### Directive a:
Extract every line of the rows below that contains the word "pine", treating uppercase and lowercase letters as distinct.
╭─ Excerpted passage
The play starts and ends with the funeral of a young boy killed on a nearby roadway – a demonstration of the looming threat of life at the camp, and especially the dangers for migrant children. In the play, Paula notes that of 400+ children at the camp, about three quarters of them are unaccompanied. While the Calais Jungle became a cohesive, vibrant community, it wasn’t enough to protect the people and children who lived there, and there wasn’t a reliable system to help get them out.

“Jumpers” – I learned – referred to migrants who would attempt to jump onto a truck going from Calais to the U.K. – It was incredibly risky and often children would lie about their age and then end up getting punished unfairly as adults for jumping – with no way to prove their age, or worse – would die in the act itself. Only a year ago a 15-year-old was crushed to death by a refrigeration truck – and this isn’t the only such story. At UNICEF’s Office of Research – Innocenti, where I’m proud to work, new research findings have the potential to transform the lives of children around the world. Our research on children and migration helps to fill in the gaps on why children migrate, the unknown threats and realities of children on the move, and how we can better protect child migrants.

Like the play, 2017’s Best of UNICEF Research-winning report – Neither Safe Nor Sound: Unaccompanied children on the Coastline of the English Channel and the North Sea, available in English and its original French – dared to ask ‘What is the experience of unaccompanied children in France’s migrant camps?’The sociological study, undertaken by Trajectoires on behalf of UNICEF France, sought to understand and document the risks migrant children are exposed to throughout their migration journey and during their stay in camps.  The report made ten key recommendations to help protect child migrants and decrease their vulnerability:

 

  1. Create a place of ‘protection’ within sites, secure and specific to unaccompanied children.
  2. Guarantee all children equal access to information and various services through regular contact with professionals speaking the children’s languages and through the use of age-appropriate information.
  3. Support and coordinate those working on the region’s sites with the aim of implementing uniformity of practices and information distributed, enabling access to all children, including those within the smaller camps.
  4. Introduce regular training on child protection for the organizational workers, police forces, administrators and volunteers to help them identify situations involving human trafficking and provide guidance to unaccompanied children.
  5. Refer back to the legal framework for the protection of children, which includes the importance of reporting to Public Prosecutor’s departments, and of reporting unsettling information, which will allow the departmental councils to become empowered in their mission to care for children in danger.
╰─
### Directive b:
Proceed with the excerpt on unaccompanied child migrants at Calais, starting right after its final sentence.
╭─ Supplied records
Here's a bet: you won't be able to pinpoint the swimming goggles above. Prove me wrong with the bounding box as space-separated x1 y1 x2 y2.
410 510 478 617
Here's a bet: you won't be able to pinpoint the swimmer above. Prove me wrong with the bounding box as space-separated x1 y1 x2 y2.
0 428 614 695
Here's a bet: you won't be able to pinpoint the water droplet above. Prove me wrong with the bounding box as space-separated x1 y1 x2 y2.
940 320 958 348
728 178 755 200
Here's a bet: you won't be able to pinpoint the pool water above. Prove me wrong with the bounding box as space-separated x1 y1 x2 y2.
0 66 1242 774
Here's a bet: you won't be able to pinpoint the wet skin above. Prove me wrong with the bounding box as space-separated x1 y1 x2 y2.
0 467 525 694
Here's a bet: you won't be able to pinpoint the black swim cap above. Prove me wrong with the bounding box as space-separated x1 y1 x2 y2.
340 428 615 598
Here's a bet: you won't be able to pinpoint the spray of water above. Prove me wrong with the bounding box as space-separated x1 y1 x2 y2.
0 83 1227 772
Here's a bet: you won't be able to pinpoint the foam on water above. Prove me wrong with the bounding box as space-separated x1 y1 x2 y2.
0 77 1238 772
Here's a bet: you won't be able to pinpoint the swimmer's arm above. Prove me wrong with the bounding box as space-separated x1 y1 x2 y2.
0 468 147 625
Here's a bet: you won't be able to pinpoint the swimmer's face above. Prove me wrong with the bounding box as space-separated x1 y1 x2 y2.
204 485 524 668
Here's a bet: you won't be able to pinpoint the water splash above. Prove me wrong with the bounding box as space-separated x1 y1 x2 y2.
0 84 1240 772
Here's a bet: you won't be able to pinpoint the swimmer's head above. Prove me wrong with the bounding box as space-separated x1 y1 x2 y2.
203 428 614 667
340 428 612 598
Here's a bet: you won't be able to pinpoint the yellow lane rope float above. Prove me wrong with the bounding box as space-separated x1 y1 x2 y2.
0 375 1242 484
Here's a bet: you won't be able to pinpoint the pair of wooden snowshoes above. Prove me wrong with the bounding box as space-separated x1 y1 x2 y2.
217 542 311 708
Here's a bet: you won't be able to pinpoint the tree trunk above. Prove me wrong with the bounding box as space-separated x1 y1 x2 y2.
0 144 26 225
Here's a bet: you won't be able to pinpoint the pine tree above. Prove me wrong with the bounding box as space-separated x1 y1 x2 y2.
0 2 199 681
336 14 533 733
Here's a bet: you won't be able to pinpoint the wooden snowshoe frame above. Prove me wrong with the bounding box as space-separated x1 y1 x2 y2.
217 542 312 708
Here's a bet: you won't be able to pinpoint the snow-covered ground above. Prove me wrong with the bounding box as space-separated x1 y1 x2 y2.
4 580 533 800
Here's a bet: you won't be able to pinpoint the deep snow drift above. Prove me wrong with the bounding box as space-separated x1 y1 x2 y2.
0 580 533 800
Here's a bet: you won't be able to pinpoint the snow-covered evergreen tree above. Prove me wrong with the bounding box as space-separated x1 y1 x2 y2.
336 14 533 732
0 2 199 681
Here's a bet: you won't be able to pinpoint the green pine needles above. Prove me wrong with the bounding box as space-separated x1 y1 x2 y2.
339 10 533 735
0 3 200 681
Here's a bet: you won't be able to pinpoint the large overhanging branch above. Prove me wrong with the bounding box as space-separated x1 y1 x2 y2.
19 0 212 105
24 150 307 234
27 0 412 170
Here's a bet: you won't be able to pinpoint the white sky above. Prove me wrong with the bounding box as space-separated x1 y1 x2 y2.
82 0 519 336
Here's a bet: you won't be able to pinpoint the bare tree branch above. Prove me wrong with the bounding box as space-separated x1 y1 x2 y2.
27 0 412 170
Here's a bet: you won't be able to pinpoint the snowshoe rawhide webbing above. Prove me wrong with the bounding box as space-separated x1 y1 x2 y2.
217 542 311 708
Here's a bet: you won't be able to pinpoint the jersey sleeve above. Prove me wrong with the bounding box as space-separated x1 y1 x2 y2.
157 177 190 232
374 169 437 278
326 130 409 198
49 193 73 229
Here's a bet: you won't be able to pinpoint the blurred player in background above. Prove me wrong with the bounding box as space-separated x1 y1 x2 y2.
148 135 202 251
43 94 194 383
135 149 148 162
╰─
### Exercise output a:
Here's a bet: you won't be able to pinpoint the pine tree above. Prove me wrong with the bounding box as space-separated x1 y1 x2 y2.
Here's a bet: you won't be able to pinpoint the green pine needles above. Prove me wrong with the bounding box as space-separated x1 y1 x2 y2.

### Exercise output b:
  6. Report all evacuations if there are no adapted arrangements for the reception and guidance of unaccompanied children, to prevent a trend of dispersal and the breaking of the bonds that children and young people may have formed with social workers or other trusted adults.
  7. Ensure that the French and United Kingdom governments dedicate sufficient resources to the family reunification process, thereby significantly reducing the duration of this process to a maximum of three months.
  8. Ensure that children have received reliable information regarding the family reunification procedure under the Dublin Regulation, including the criteria on which decisions will be based.
  9. Guarantee access to high-quality legal assistance for unaccompanied children, so that their request for family reunification in the United Kingdom can be submitted as quickly as possible.
  10. Publish practical advice on how to handle family reunification cases under Dublin III, including clarification of responsibilities and processes in the assessment of the unaccompanied children’s families in the United Kingdom, ahead of transfers.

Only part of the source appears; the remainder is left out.